[Task statement] Read through the lines below for the string "white" and copy each one that has it.

[The data]
<<<<

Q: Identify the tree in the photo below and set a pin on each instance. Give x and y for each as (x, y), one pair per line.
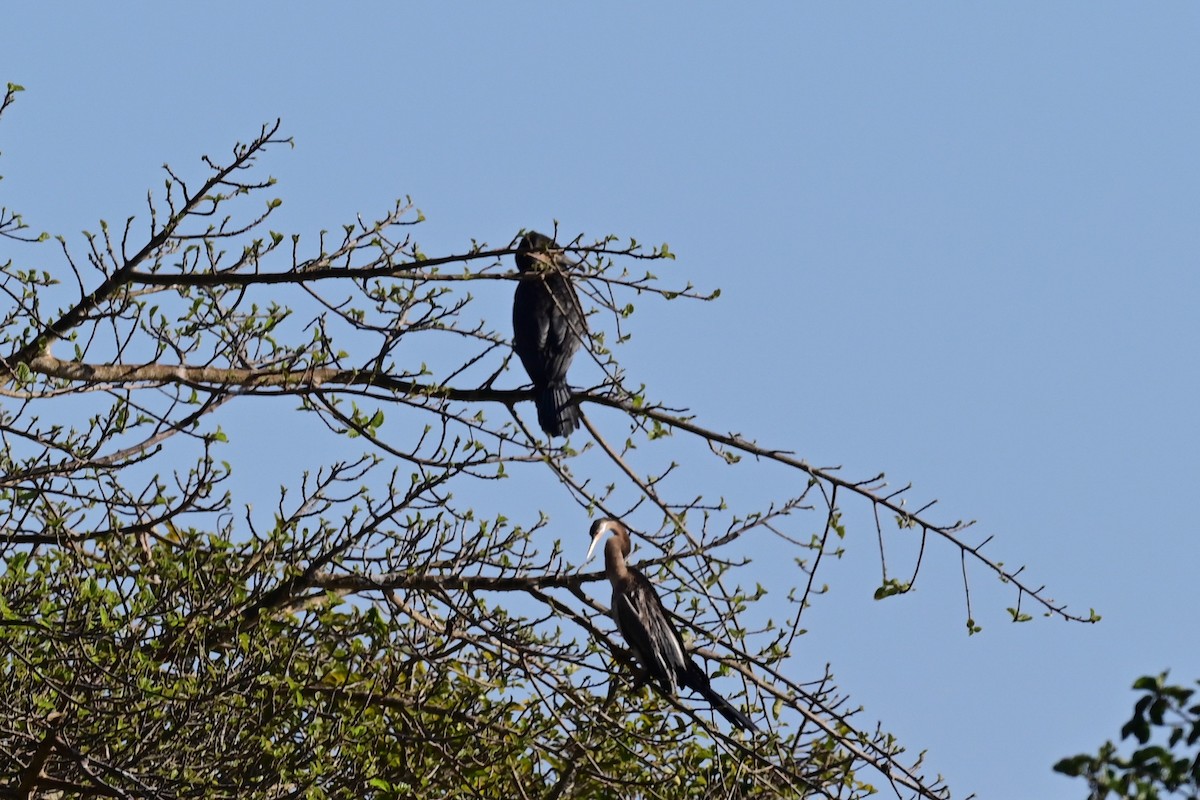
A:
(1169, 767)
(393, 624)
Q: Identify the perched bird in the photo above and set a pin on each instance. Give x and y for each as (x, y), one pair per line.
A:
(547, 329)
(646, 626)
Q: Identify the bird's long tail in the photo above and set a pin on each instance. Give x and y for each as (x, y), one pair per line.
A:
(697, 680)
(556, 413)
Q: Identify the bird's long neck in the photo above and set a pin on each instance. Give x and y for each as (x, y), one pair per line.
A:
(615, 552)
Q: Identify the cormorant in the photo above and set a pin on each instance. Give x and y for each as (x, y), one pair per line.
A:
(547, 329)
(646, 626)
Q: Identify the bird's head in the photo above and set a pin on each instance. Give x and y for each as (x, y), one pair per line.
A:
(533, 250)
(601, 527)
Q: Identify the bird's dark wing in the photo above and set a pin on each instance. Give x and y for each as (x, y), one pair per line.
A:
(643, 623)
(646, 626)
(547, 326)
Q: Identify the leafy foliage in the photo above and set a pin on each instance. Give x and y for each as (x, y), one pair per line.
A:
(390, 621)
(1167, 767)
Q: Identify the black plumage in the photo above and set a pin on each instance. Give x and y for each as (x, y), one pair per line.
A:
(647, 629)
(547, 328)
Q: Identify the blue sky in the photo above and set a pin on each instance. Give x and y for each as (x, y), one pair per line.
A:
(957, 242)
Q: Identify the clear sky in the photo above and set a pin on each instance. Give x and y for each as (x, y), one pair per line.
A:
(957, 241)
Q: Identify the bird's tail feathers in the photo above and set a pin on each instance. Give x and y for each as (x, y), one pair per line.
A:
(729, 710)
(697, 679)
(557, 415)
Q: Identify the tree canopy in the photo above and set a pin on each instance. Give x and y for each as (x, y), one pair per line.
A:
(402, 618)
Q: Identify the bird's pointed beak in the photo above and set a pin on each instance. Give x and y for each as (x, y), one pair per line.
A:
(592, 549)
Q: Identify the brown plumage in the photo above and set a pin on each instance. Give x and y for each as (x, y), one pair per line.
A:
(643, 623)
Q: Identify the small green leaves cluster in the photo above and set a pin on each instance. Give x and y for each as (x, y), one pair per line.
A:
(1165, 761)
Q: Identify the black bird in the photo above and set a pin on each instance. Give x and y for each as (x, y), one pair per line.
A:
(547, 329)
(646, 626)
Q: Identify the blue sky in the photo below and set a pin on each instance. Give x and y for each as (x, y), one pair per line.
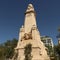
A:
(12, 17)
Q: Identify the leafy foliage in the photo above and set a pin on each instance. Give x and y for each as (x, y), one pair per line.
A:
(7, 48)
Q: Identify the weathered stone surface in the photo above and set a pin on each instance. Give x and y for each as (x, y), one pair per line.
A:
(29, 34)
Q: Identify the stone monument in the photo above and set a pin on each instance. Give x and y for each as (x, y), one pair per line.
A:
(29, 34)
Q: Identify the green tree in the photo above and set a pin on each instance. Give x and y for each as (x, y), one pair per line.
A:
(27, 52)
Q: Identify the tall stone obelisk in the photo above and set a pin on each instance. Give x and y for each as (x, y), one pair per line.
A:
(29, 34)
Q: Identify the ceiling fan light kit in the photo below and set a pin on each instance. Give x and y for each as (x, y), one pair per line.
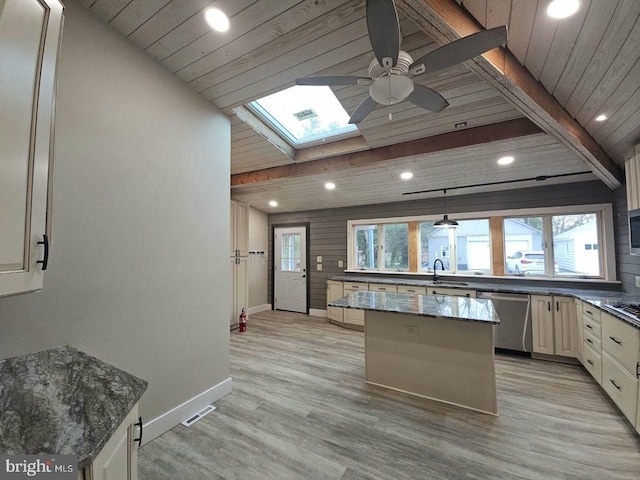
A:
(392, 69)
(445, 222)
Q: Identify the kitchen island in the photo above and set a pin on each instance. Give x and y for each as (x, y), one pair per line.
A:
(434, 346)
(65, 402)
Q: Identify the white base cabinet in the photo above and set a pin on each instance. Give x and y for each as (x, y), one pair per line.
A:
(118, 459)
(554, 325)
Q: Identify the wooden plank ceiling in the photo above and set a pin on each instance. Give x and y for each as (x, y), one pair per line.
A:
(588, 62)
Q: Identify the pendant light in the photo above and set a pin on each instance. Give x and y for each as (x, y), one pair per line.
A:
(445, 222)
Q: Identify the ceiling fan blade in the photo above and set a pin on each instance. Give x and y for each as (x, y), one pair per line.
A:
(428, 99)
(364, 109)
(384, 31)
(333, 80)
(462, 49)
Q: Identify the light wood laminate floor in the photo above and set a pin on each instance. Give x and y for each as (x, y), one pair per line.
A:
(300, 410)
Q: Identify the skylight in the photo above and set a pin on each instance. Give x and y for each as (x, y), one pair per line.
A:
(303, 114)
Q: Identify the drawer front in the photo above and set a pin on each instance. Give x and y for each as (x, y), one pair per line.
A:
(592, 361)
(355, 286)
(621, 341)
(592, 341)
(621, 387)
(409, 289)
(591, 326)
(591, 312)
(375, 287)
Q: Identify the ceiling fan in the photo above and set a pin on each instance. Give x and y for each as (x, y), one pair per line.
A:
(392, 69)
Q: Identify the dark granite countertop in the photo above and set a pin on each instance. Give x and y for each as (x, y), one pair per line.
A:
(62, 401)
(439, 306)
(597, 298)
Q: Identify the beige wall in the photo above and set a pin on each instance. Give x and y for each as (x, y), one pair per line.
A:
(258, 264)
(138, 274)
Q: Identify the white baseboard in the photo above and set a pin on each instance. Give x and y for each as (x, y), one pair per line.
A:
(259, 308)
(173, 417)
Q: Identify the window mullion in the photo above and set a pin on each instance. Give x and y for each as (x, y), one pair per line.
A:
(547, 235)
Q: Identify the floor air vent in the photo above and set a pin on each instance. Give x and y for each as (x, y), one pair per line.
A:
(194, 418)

>>>>

[Problem solution]
Q: Identify the white base cabinet in the photo above and set a pin on each instance. Give x and y for each as (x, y), one pair per line.
Q: Identify the white baseboard in the photo above and set a pin on each instance. Give x and y for each as (x, y), one pair per line.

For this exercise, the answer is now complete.